Goal:
Put the listing below into a numbered list, one line per item, and omit any blank lines.

Stored rows:

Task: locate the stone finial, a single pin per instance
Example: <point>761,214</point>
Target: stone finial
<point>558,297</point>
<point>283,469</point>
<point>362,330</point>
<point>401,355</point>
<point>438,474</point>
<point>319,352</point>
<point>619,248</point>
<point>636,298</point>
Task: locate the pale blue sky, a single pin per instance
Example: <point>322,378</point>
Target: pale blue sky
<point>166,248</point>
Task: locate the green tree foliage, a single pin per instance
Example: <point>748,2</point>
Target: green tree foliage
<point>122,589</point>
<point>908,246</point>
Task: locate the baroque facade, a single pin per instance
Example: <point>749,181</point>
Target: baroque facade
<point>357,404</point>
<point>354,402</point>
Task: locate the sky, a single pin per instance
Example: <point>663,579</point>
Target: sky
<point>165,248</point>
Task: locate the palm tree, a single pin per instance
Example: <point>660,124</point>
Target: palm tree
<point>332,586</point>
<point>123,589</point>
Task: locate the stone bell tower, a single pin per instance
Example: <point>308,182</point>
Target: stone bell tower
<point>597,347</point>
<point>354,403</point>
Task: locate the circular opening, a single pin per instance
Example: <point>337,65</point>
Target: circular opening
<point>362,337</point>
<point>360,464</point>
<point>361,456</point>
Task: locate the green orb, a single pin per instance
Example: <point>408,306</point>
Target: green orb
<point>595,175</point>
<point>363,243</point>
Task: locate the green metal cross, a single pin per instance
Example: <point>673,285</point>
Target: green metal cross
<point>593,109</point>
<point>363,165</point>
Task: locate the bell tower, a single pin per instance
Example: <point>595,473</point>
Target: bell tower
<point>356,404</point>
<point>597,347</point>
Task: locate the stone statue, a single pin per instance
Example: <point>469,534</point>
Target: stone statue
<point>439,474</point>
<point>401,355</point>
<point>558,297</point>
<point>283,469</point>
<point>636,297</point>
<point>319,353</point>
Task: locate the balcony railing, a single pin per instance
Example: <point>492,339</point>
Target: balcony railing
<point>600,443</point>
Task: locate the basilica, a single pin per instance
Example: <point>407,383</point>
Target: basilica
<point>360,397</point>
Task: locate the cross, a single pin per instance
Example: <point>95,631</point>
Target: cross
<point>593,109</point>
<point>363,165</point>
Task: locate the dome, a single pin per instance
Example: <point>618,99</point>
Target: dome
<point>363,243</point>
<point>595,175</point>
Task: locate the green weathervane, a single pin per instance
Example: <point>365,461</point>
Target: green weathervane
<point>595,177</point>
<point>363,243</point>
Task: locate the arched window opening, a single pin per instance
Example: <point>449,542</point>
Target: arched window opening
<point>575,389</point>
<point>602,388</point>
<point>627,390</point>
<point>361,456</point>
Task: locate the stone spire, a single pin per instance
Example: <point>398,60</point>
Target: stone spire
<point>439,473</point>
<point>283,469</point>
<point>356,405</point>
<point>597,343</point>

Solution to this problem:
1. Task: locate the stone finial, a single pin per instance
2. Example: <point>761,214</point>
3. Target: stone finial
4. <point>558,297</point>
5. <point>283,469</point>
6. <point>362,330</point>
7. <point>401,355</point>
8. <point>438,474</point>
9. <point>319,352</point>
10. <point>619,248</point>
11. <point>636,298</point>
12. Task: locate the pale blue sky, a single pin per instance
13. Example: <point>322,378</point>
14. Target: pale blue sky
15. <point>166,248</point>
16. Task: locate the green tree foliage, a single pin per instance
17. Example: <point>748,2</point>
18. Target: green tree foliage
19. <point>122,589</point>
20. <point>908,246</point>
21. Task: locate the baroque facade, a single pin per instance
22. Example: <point>749,181</point>
23. Target: baroque facade
24. <point>357,404</point>
25. <point>354,402</point>
26. Task: locate the sky, a single pin per instance
27. Example: <point>663,579</point>
28. Target: sky
29. <point>165,248</point>
30. Task: locate the palm tree, a single pin per instance
31. Example: <point>660,124</point>
32. Target: palm tree
33. <point>332,586</point>
34. <point>123,589</point>
35. Task: locate the stone bell tower, a single pin per instance
36. Example: <point>308,182</point>
37. Target: stone bell tower
38. <point>597,347</point>
39. <point>354,403</point>
40. Task: locate the circular opening, a single pin per instance
41. Example: <point>337,65</point>
42. Target: circular opening
43. <point>362,337</point>
44. <point>360,464</point>
45. <point>361,456</point>
46. Task: locate the green orb, a single pin per instance
47. Example: <point>408,306</point>
48. Target: green orb
49. <point>595,175</point>
50. <point>363,243</point>
51. Task: locate the green metal cross, a single pin per instance
52. Example: <point>673,285</point>
53. Target: green metal cross
54. <point>593,109</point>
55. <point>363,165</point>
56. Task: locate the bell tower, a single pin per instance
57. Example: <point>595,473</point>
58. Target: bell tower
59. <point>356,404</point>
60. <point>597,347</point>
61. Task: locate the stone statue, a single pin per instance
62. Example: <point>469,534</point>
63. Target: stone statue
64. <point>439,474</point>
65. <point>401,355</point>
66. <point>558,297</point>
67. <point>283,469</point>
68. <point>636,297</point>
69. <point>319,353</point>
70. Task: locate the balcony railing, a single pin per instance
71. Example: <point>492,339</point>
72. Target: balcony railing
73. <point>600,443</point>
74. Task: locate the basilica, a single pin per instance
75. Example: <point>407,383</point>
76. Target: basilica
77. <point>360,397</point>
78. Task: locate the cross, a single pin per instance
79. Example: <point>95,631</point>
80. Target: cross
81. <point>593,109</point>
82. <point>363,165</point>
83. Task: locate the dome, a single pin per instance
84. Example: <point>618,99</point>
85. Target: dome
86. <point>363,243</point>
87. <point>595,175</point>
88. Task: locate the green weathervane, a single pin per instance
89. Example: <point>365,461</point>
90. Target: green weathervane
91. <point>595,177</point>
92. <point>363,243</point>
93. Task: locate the arched window opening, a single pin per instance
94. Example: <point>449,542</point>
95. Target: arched window opening
96. <point>575,389</point>
97. <point>602,388</point>
98. <point>627,390</point>
99. <point>361,456</point>
100. Task: locate the stone spire, a single pin per instance
101. Example: <point>398,60</point>
102. Target: stone spire
103. <point>439,473</point>
104. <point>283,469</point>
105. <point>356,405</point>
106. <point>597,343</point>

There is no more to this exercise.